Given the existing commands don't care about return_code and only the 
new ones do, and to minimize code changes and having to chase down every 
call of the existing command, you can maybe do something like:

int cxl_mbox_send_cmd_with_return(struct cxl_dev_state *cxlds,
				  u16 opcode, void *in, size_t in_size,
				  void *out, size_t out_size,
				  u16 *return_code)
{
	.....
}

int cxl_mbox_send_cmd(struct cxl_dev_state *cxlds,
		      u16 opcode, void *in, size_t in_size,
		      void *out, size_t out_size)
{
	return cxl_mbox_send_cmd_with_return(cxlds, opcode, in, in_size,
					     out, out_size, NULL);
}


>   int cxl_dev_state_identify(struct cxl_dev_state *cxlds);
>   int cxl_await_media_ready(struct cxl_dev_state *cxlds);
>   int cxl_enumerate_cmds(struct cxl_dev_state *cxlds);
> @@ -434,6 +485,8 @@ static inline void cxl_mem_active_dec(void)

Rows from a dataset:
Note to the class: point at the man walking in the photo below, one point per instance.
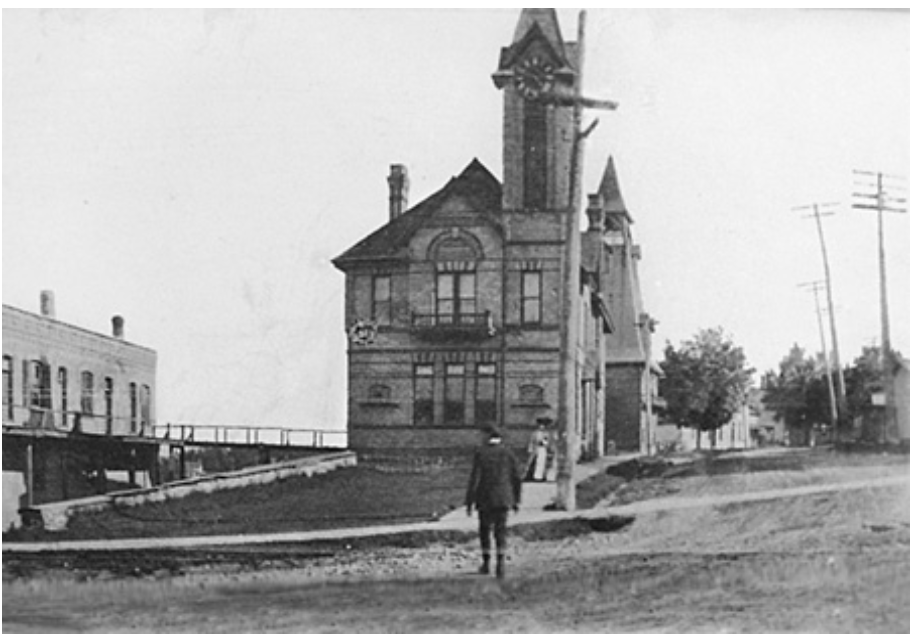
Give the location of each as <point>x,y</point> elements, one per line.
<point>495,486</point>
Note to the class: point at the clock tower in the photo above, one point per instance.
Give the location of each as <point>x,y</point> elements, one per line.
<point>534,71</point>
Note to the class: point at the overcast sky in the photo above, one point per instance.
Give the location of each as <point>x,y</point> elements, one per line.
<point>196,171</point>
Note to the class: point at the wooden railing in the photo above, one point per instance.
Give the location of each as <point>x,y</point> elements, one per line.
<point>229,435</point>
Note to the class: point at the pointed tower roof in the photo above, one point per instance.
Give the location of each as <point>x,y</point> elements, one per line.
<point>546,20</point>
<point>538,25</point>
<point>610,190</point>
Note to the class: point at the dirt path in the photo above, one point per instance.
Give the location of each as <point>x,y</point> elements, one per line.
<point>459,521</point>
<point>680,502</point>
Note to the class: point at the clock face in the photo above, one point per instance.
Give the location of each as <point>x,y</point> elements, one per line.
<point>533,77</point>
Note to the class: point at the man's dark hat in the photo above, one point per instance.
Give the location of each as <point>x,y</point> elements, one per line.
<point>492,430</point>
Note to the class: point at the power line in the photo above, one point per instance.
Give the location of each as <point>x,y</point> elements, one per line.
<point>815,287</point>
<point>819,211</point>
<point>883,195</point>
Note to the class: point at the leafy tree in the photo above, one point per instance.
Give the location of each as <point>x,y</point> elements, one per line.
<point>798,394</point>
<point>863,379</point>
<point>705,381</point>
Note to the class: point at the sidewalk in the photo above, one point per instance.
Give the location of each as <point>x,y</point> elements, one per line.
<point>535,497</point>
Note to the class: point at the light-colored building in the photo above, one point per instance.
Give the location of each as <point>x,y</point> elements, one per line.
<point>75,404</point>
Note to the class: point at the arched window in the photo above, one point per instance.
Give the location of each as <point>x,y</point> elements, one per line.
<point>135,407</point>
<point>7,387</point>
<point>62,384</point>
<point>535,155</point>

■ YOUR TASK:
Answer these questions about the mailbox command excerpt:
(a) According to the opening sentence, what do the existing commands not care about?
(b) What value does cxl_mbox_send_cmd pass as the final argument when it calls cxl_mbox_send_cmd_with_return?
(c) What type is the return_code parameter of cxl_mbox_send_cmd_with_return?

■ SOLUTION FOR THIS EXERCISE:
(a) return_code
(b) NULL
(c) u16 * (a pointer to u16)